# Easeus Partition Master Pro Version 9



## crjdriver (Jan 2, 2001)

Review of Easeus Partition Master 9.0​
Easeus has made their partitioning software available to Tech Support Guy for review. I wanted to give the software a review on a number of different systems to see how it preformed. Here are the systems used for the review;
System 1
Older AMD 3500+ using ide drives and running windows 2000 service pack 4 and rollup.
System 2
Modern AMD 965 overclocked to 3.9gig running dual SSD drives in raid0. Windows 7 Enterprise 64bit service pack 1
System 3 
Asus netbook running Intel Atom dual core 1.8gig. Windows 7 Home 32bit service pack 1.

The installation of the software on all three systems was very straightforward. In each case [even with windows 2000] no reboot was required. Prior to making any changes to partitions, I made a backup image of the drives that I was manipulating. If I encountered any problems editing partition sizes, it would be a simple task to restore the image of the disk or raid array. 
The Easeus software recommends having a backup prior to manipulating partitions. There is even a link to the Easeus web site for their backup software. In any case having a current backup is a very good idea even if you are not manipulating partitions.
Now on to the review; once installed the user interface is intuitive and easy to use. I resized partitions on all three systems without any problems whatsoever. In fact it was almost too easy. You make whatever changes you want; resize, copy, etc then click the "Apply" icon. It will then ask if you want to apply your changes. A resize of a partition does require a reboot however it was very quick and once the system was told to reboot, the operation was completely automatic without any needed user input.

Additional tools were a surface test of disks and the option to wipe a partition or disk. If doing a wipe of a drive or partition, Easeus gives you the option to choose the number of writes or passes to the disk or partition. A disk defrag utility is included with Easeus Partition Master 9. The defrag utility is very simple to use; I had it defrag a backup disk that had a number of very large files. The utility took approximately 15 minutes to complete a defrag on a disk with 210 gig of data files. Some of these were very large image files which can take a while to defrag.

The software has a boot disk option so you can make a linux type boot disk to perform rescue operations in the event windows becomes unbootable. The boot disk leads to my only real issue with the software. The boot disk does not recognize any raid array. It shows the two ssd drives as separate drives rather than a raid array. While not a real issue, including raid drivers for the boot or rescue disk would have been nice. To be fair however the need for the rescue disk use on a raid array is really pretty remote.

• • • •

LIST OF TASKS:
A. In the partition software review, what is the author's only real issue with the boot disk?
B. Take everything from "The Easeus software" down to "not manipulating partitions." in the partition software review and swap "partitions" for "volumes".
The records that come next are separate material and have no connection to the partition software review.

RECORD EXTRACTS:
• • • •

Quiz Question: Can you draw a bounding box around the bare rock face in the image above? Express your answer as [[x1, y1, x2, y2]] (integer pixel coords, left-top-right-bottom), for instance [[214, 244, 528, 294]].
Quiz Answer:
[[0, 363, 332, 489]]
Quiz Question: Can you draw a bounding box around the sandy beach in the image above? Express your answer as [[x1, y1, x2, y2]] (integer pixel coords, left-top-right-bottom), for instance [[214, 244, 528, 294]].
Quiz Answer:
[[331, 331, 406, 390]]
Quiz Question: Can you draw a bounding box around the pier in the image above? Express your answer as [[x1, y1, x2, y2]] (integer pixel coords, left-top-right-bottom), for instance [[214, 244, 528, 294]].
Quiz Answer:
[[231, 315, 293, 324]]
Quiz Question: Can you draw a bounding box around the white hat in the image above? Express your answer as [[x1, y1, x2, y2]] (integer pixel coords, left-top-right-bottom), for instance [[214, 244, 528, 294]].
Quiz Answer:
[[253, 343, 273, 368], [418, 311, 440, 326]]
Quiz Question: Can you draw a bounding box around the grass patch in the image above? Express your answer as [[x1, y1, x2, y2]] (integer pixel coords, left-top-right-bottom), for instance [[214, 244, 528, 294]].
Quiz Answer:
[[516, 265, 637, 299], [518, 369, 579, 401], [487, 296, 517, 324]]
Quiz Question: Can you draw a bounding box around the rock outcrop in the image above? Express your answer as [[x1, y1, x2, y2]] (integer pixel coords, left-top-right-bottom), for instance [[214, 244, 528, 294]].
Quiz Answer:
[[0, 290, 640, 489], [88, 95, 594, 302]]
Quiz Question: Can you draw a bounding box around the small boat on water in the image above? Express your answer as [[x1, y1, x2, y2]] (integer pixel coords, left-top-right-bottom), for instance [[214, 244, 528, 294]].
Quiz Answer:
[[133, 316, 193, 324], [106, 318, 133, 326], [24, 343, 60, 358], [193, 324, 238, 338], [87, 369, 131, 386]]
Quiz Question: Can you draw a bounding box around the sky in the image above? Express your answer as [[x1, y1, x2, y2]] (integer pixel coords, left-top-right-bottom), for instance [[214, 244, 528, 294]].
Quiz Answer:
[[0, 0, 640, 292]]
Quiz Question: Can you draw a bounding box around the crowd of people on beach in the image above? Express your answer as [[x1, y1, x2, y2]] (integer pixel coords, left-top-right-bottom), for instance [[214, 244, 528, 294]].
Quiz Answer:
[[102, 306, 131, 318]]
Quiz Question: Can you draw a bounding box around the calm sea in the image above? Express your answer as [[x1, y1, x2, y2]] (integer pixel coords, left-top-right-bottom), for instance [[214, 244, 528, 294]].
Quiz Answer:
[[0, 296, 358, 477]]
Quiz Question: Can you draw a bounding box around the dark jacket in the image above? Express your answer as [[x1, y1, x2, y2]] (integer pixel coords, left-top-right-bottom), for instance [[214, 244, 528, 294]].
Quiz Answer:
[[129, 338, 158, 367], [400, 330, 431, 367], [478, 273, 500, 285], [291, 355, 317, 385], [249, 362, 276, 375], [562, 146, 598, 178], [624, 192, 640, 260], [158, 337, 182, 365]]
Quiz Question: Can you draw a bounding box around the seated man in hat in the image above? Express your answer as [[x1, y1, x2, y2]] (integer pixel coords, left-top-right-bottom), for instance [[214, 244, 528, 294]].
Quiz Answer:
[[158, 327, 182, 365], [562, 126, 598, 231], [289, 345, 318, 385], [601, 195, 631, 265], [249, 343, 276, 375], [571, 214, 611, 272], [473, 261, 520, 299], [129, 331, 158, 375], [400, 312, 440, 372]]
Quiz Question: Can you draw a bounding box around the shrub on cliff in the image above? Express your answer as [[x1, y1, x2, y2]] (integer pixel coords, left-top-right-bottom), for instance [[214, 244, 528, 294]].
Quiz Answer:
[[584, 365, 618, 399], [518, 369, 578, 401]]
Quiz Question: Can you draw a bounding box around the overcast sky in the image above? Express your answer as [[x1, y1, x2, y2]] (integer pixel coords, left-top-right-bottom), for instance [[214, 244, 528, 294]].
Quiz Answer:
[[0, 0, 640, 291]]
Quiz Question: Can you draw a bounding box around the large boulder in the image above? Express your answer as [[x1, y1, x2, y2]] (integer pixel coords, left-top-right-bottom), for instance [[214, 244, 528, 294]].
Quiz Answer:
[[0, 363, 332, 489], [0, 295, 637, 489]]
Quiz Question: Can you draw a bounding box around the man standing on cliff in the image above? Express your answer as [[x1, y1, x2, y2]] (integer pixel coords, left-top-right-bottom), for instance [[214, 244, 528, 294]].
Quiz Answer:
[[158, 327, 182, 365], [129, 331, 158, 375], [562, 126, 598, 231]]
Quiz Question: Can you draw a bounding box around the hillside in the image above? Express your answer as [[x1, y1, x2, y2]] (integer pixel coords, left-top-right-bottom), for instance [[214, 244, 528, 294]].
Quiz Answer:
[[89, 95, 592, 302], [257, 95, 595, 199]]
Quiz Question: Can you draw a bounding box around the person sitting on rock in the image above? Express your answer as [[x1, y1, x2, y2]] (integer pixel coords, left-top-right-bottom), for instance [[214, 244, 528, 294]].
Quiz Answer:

• • • •

LIST OF SOLUTIONS:
A. The boot disk does not recognize any RAID array, so it shows the two SSD drives as separate drives.

B.
The Easeus software recommends having a backup prior to manipulating volumes. There is even a link to the Easeus web site for their backup software. In any case having a current backup is a very good idea even if you are not manipulating volumes.